Exercise:
Wherever a line of the records contains "query", copy that line.

Source records:
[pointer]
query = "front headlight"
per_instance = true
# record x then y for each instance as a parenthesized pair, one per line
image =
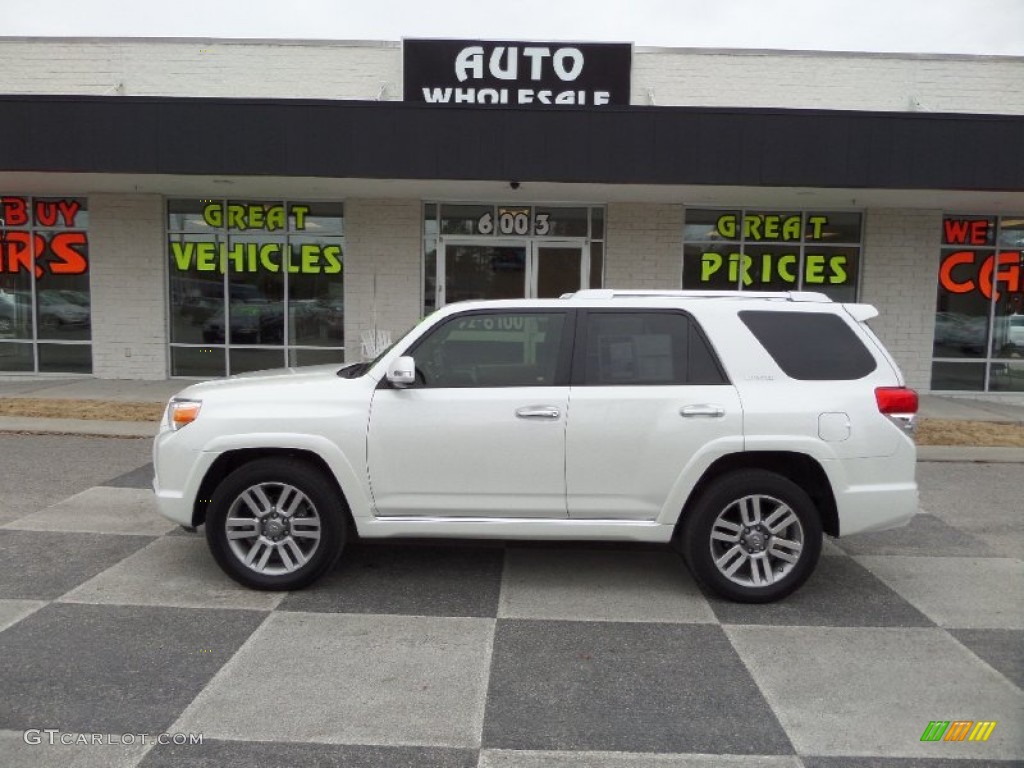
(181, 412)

...

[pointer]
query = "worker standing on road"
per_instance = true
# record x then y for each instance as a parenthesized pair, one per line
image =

Output of the exercise:
query = "front headlight"
query = "worker standing on road"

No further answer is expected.